■ AUFGABENSTELLUNG ■
Greife den Bericht über das Community-Meetup im Colabor auf und schreibe ihn im Anschluss an seinen letzten Satz weiter.

--- VORGELEGTER TEXT ---

Das dritte Community-Meetup im Colabor war am Donnerstag als „Foodie Edition“ ganz dem Thema Ernährung gewidmet. Damit kam auch für den seit bald vier Jahren bestehenden Ehrenfelder Coworking-Space der Aktionsmonat „Köln isst joot“ zu einem Abschluss, den man mit Workshops und mit Informationsveranstaltungen für Gründer begleitet hatte. So gab es am Wochenende die Chance, die eigenen Ansätze für eine „Ernährungswende“ in einem dreitägigen „ChangeMakerSpace“ in vier Gruppen zu entwickeln, wozu auch aus dem Umland viele angereist waren. Die Chance, ihre Ideen an einem Werktag beim Meetup am offenen Mikro kurz vorzustellen, um Gleichgesinnte zu finden, wurde allerdings vorwiegend von Kölnern mit kurzer Anfahrt genutzt.
Zwei der vorgestellten Projekte kamen aus dem Bereich der „Solidarischen Landwirtschaft“ (kurz Solawi), wo die landwirtschaftlichen Erzeugnisse nicht mehr über den Markt beim Konsumenten landen, sondern eine direkte „solidarische“ Zusammenarbeit zwischen Erzeuger und Konsument stattfindet. Das funktioniert bereits an vielen Stellen in Deutschland: Für mindestens je ein Wirtschaftsjahr bestimmen Konsumenten mit, was mit welchen Methoden angebaut wird, und finanzieren den Betrieb, wozu die Landwirte die entsprechenden Pläne, Vorschläge und Informationen vorlegen. Die Gemeinschaft unterstützt die von Planungssicherheit profitierenden Landwirte u.a. bei „Arbeitsspitzen“. Die Verbraucher wissen später, woher ihr frisches Gemüse kommt und wie es angebaut wurde. Neben der 2013 gegründeten Solidarischen Landwirtschaft Köln e.V., die mit Anbauflächen in Köln-Lövenich (2000qm) und Stommeln auch ein Vorbild sein will, ist gerade die Gemüsekoop mit inzwischen 20 aktiven Teilnehmern und insgesamt etwa 120 Mitgliedern dabei, die Pachtung von zunächst 2,5 Hektar Land in Lövenich zu planen. Beide Initiativen, hier vertreten von Thorsten und Julia, suchen noch Mitglieder für das anstehende Wirtschaftsjahr ab November und organisatorische Unterstützung im Aufbau.

--- AUSGANGSMATERIAL ---

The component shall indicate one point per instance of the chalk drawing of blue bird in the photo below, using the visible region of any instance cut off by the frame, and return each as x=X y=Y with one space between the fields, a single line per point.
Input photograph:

---

■ ERGEBNIS ■
Die vielbeschäftigte Katharina Schwartz stellte neben der Klimaschutz Community Köln – Margarine ist übrigens klimafreundlicher als Butter! – noch einmal die bereits erfolgreiche Food Assembly vor, die regionalen Produzenten die Direktvermarktung mittels einer Internetplattform erlaubt. Bezahlt wird online, die Abholung an einem festen Ort ist einmal in der Woche nach Feierabend vorgesehen. „Die Leute können Sachen bestellen wie Brot von einem Bäcker aus Hennef, Gemüse von Landwirten aus Kerpen und aus der Eifel – nachhaltig und sozial hergestellte Lebensmittel.“ Man habe damit Transparenz in die Lebensmittelvermarktung gebracht, und die weniger gewordenen Landwirte könnten Produkte zu Preisen verkaufen, die das Auskommen sichern.
Finden Sie in der Mittagspause in der Stadt auch so wenig frisches und gesundes Essen? Die Gründerin Stefanie will mit happyrolls Abhilfe schaffen, „das sind Reispapierrollen – wie ein durchsichtiges Wrap kann man sich das vorstellen, darein kommt in der vietnamesischen Küche frisches rohes Gemüse, in der koreanischen Küche wird alles angebraten. Ich habe mich gefragt, wie kann man Fastfood leckerer, inspirierender, gesünder machen? Ich habe in meinen Rollen ganz viel frisches Bio-Gemüse, frische Kräuter, Nüsse, so dass man ein Erlebnis beim Essen hat.“ Derzeit im Bereich Catering und Steeetfood-Festivals unterwegs, suche sie Möglichkeiten, das Projekt mit Partnern größer zu machen. Fürs Erste habe sie es „einfach mal gestartet“.
Der auf Zypern geborene Jason sprach über die begrenzte landwirtschaftliche Fläche für eine wachsene Weltbevölkerung. Es sei nötig, von der „linearen Wirtschaft“ zu geschlossenen Kreisläufen zu kommen, Abfallprodukte also für neue Produkte zu nutzen. Die Idee sei es, in Großstädten mit einem „Indoor Urban Agriculture“-Konzept zu zeigen, dass geschlossene Wirtschaftskreisläufe funktionieren und profitabel sein können. „Die Leute können davon entweder lernen, wie sie selbst zuhause etwas Pflanzen können oder einen Gemeinschaftsgarten zum Beispiel auf dem Dach starten, wobei wir sie unterstützen. Wir wollen das fachlich vermitteln und den Leuten ermöglichen, es zu kopieren.“ Man sei auf einen Multiplikatoreffekt aus und wolle dafür u.a. leerstehende Räumlichkeiten in größeren Gebäuden nutzen.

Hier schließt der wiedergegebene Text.